━━━ Source data

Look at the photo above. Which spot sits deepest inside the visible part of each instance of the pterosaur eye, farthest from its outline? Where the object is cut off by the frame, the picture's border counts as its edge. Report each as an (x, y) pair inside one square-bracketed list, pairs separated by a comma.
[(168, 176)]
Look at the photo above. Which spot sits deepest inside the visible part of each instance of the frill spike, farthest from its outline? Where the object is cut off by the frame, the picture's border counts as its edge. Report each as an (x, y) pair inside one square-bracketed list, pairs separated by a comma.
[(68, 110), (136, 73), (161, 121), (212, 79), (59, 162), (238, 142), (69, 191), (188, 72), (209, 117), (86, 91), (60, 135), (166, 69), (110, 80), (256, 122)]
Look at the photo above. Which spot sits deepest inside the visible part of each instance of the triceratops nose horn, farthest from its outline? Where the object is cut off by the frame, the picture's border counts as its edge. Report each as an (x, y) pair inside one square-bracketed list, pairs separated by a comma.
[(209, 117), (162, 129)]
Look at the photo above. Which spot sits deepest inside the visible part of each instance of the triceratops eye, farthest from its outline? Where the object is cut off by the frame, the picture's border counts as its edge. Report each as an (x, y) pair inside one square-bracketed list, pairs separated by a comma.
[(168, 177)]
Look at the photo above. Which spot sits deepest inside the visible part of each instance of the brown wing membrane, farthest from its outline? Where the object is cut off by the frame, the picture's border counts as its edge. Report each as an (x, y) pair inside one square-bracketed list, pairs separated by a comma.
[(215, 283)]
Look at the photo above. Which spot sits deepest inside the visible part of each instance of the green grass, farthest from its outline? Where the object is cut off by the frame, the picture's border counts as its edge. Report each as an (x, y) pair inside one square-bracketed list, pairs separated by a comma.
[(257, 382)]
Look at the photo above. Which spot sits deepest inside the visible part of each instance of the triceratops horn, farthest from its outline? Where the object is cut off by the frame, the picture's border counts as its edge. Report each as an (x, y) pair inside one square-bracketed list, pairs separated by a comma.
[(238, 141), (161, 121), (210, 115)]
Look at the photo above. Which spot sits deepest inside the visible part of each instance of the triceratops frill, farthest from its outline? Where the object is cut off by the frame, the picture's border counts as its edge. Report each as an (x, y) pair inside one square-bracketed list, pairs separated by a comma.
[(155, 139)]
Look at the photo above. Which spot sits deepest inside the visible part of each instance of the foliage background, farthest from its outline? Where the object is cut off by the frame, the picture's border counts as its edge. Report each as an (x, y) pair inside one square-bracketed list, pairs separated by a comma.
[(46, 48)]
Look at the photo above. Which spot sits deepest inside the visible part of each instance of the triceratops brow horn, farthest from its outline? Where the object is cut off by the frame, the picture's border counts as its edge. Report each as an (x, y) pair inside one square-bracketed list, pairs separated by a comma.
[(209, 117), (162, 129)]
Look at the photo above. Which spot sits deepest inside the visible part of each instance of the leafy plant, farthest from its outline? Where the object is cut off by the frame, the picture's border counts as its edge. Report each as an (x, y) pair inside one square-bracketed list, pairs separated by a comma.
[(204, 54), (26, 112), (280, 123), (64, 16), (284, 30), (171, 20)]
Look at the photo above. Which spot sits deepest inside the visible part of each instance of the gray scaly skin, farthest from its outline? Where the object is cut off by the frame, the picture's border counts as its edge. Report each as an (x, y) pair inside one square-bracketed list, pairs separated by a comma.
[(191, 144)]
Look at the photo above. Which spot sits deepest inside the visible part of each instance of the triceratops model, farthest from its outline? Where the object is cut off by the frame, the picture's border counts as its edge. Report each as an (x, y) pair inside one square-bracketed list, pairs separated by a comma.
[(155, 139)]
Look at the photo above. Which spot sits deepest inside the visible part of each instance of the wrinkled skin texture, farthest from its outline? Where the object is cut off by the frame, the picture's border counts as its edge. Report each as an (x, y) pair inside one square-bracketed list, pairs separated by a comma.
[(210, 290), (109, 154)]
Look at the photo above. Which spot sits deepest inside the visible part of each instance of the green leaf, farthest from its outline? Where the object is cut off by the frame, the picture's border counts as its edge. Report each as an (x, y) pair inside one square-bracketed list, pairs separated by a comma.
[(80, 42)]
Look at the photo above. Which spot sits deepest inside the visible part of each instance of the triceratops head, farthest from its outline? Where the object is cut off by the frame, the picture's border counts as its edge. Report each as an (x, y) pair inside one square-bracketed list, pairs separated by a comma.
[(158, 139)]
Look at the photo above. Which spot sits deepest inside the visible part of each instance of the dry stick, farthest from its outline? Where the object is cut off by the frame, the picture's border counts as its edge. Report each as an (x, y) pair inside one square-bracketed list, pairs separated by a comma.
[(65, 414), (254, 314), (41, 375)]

━━━━━━

For the entries above, transcribe precisely the lines from the one with "triceratops model, farthest" through the end, including both.

▸ **Solution**:
Look at the photo above. Which spot sits deepest inside the visible part of each instance of the triceratops model, farthest from its outline? Where the object is cut off by the frame, the picture's border counts as its edge. Report each as an (x, y) pair inside one square-bracketed list, pairs separated by a comma.
[(155, 139)]
Look at the photo above. Which spot sits deepest inside the visible part of each instance of the wrinkled skin texture, farthest from its outline? Where the object is cut off by the frame, the picture's border counts as its edge. Report each as an (x, y) pair inside one square-bracketed list, pairs separated by a comma.
[(210, 290), (109, 154)]
Look at the photo above. Which spot sits deepest inside the visible part of each instance of the green leaf, farthest from its outline? Where the object is cut off by the frame, the picture's border counts as its edge. Report each as an (x, y) pair inside one square-bracketed list, pairs separated by a comma.
[(80, 42)]
Look at the photo above. Which spot sits deepest inside the visible part of each instance of the triceratops head, farthest from its outline? Where the object is cut off by the frame, the picture's border counts as its edge. Report each as an (x, y) pair inside one square-bracketed list, pairs separated by a comma.
[(158, 139)]
Look at the photo above. Which spot sits deepest inside the visible part of each instance of the dry stick, farthest from its outline? Where the object is cut off by the frame, the picture's border counts as its edge. Report each as an (x, y) pair inside one square-bracketed list, pairs separated by a comma.
[(65, 414), (254, 314), (41, 375)]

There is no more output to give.